Can you lay out every line of the records below as a Markdown table with the columns "Number" and "Entry", skipping blank lines and leaving the pictures out?
--- INPUT FOR THIS TASK ---
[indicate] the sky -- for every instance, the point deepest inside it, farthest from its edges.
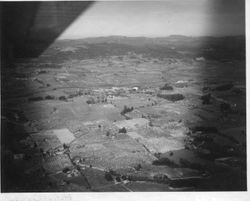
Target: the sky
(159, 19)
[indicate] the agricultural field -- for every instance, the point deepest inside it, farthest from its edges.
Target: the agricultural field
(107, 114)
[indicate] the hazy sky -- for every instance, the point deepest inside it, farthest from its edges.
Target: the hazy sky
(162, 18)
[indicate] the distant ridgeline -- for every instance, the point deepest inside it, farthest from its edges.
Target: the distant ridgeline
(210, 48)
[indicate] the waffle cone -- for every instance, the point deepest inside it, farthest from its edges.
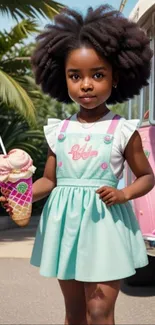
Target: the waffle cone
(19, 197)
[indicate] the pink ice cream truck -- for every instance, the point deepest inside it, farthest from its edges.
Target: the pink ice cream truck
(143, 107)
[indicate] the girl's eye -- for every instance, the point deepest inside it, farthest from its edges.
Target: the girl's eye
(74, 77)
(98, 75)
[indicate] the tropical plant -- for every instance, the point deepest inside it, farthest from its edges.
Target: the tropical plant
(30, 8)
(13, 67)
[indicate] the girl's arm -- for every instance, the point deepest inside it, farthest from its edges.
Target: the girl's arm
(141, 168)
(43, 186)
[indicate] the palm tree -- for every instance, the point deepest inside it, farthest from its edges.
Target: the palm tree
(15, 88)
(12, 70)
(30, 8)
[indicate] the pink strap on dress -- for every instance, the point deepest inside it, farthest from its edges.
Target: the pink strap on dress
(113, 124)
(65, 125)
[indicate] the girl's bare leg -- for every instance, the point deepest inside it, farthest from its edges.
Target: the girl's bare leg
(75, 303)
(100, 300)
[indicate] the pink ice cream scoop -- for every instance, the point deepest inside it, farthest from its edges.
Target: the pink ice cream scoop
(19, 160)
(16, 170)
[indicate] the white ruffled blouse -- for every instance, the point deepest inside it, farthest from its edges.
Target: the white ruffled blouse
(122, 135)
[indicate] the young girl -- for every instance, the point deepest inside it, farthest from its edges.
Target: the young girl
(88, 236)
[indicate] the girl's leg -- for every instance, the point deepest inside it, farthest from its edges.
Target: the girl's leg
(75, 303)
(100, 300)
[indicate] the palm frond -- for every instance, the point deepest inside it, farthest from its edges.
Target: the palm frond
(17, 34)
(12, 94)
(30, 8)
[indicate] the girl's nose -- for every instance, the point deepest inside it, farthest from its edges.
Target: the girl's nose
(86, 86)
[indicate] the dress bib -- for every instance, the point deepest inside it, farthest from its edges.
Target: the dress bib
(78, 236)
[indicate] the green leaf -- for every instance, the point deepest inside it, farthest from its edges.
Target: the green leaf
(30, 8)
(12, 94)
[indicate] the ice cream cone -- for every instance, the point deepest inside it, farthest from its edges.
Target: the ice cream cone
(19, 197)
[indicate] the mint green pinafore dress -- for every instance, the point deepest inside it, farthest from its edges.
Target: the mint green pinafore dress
---
SOLUTION TO THIS EXERCISE >>
| Number | Entry |
|---|---|
| 1 | [indicate] the sky -- for every instance, the point deepest inside it, farthest from its edges. |
| 2 | Target: the sky |
| 3 | (159, 19) |
| 4 | [indicate] the agricultural field -- for every instance, the point deepest inside it, farthest from its edges. |
| 5 | Target: the agricultural field |
| 6 | (107, 114) |
| 7 | [indicate] the hazy sky -- for every instance, the point deepest inside it, farthest from its edges. |
| 8 | Target: the hazy sky |
| 9 | (162, 18) |
| 10 | [indicate] the distant ridgeline -- for every instance, the point deepest inside it, farthest from its edges. |
| 11 | Target: the distant ridgeline |
| 12 | (210, 48) |
| 13 | [indicate] the waffle cone -- for every instance, the point deepest inside it, farthest from its edges. |
| 14 | Target: the waffle cone |
| 15 | (19, 197) |
| 16 | [indicate] the pink ice cream truck -- for every instance, the point deepest inside it, farthest from its edges. |
| 17 | Target: the pink ice cream truck |
| 18 | (143, 107) |
| 19 | [indicate] the girl's eye -- for every instance, the point deepest inside it, farthest from its edges. |
| 20 | Target: the girl's eye |
| 21 | (74, 77) |
| 22 | (98, 75) |
| 23 | [indicate] the tropical plant -- for every instance, the point deepest inside it, farthest from its edges. |
| 24 | Target: the tropical plant |
| 25 | (30, 8) |
| 26 | (13, 67) |
| 27 | [indicate] the girl's arm -- for every instance, the point deepest inside it, farthest from its edges. |
| 28 | Target: the girl's arm |
| 29 | (141, 168) |
| 30 | (43, 186) |
| 31 | [indicate] the palm tree -- for every instance, the point deepest inside it, farthest from its edges. |
| 32 | Target: the palm tree |
| 33 | (15, 88) |
| 34 | (12, 70) |
| 35 | (30, 8) |
| 36 | [indicate] the pink strap on dress -- for every instance, the point deepest inside it, farthest from its edges. |
| 37 | Target: the pink strap on dress |
| 38 | (113, 124) |
| 39 | (65, 125) |
| 40 | [indicate] the girl's bare leg -- for every instance, the point deepest inside it, farthest from its edges. |
| 41 | Target: the girl's bare leg |
| 42 | (75, 303) |
| 43 | (100, 300) |
| 44 | [indicate] the pink ice cream scoop -- for every instance, the point deepest inside it, farthest from its edges. |
| 45 | Target: the pink ice cream scoop |
| 46 | (19, 160) |
| 47 | (16, 170) |
| 48 | [indicate] the white ruffled blouse -- for every instance, the point deepest inside it, farthest from its edges. |
| 49 | Target: the white ruffled blouse |
| 50 | (122, 135) |
| 51 | [indicate] the young girl -- for every instance, the point deepest inside it, farthest from its edges. |
| 52 | Target: the young girl |
| 53 | (88, 236) |
| 54 | [indicate] the girl's leg -- for every instance, the point deepest inside it, farthest from its edges. |
| 55 | Target: the girl's leg |
| 56 | (75, 303) |
| 57 | (100, 300) |
| 58 | [indicate] the palm frond -- for every instance, the point deepest inside it, farthest from its edges. |
| 59 | Target: the palm frond |
| 60 | (17, 34) |
| 61 | (12, 94) |
| 62 | (30, 8) |
| 63 | [indicate] the girl's nose -- for every instance, the point deepest inside it, farthest from its edges. |
| 64 | Target: the girl's nose |
| 65 | (86, 86) |
| 66 | [indicate] the dress bib -- for every instance, the point deepest inside it, farthest from its edges. |
| 67 | Target: the dress bib |
| 68 | (78, 236) |
| 69 | [indicate] the green leaf -- for every instance, the point deepest inside it, farthest from its edges. |
| 70 | Target: the green leaf |
| 71 | (30, 8) |
| 72 | (12, 94) |
| 73 | [indicate] the ice cream cone -- for every instance, the point deepest inside it, farthest from its edges. |
| 74 | Target: the ice cream cone |
| 75 | (19, 197) |
| 76 | [indicate] the mint green pinafore dress -- for every instance, the point deepest inside it, farthest from its edges. |
| 77 | Target: the mint green pinafore dress |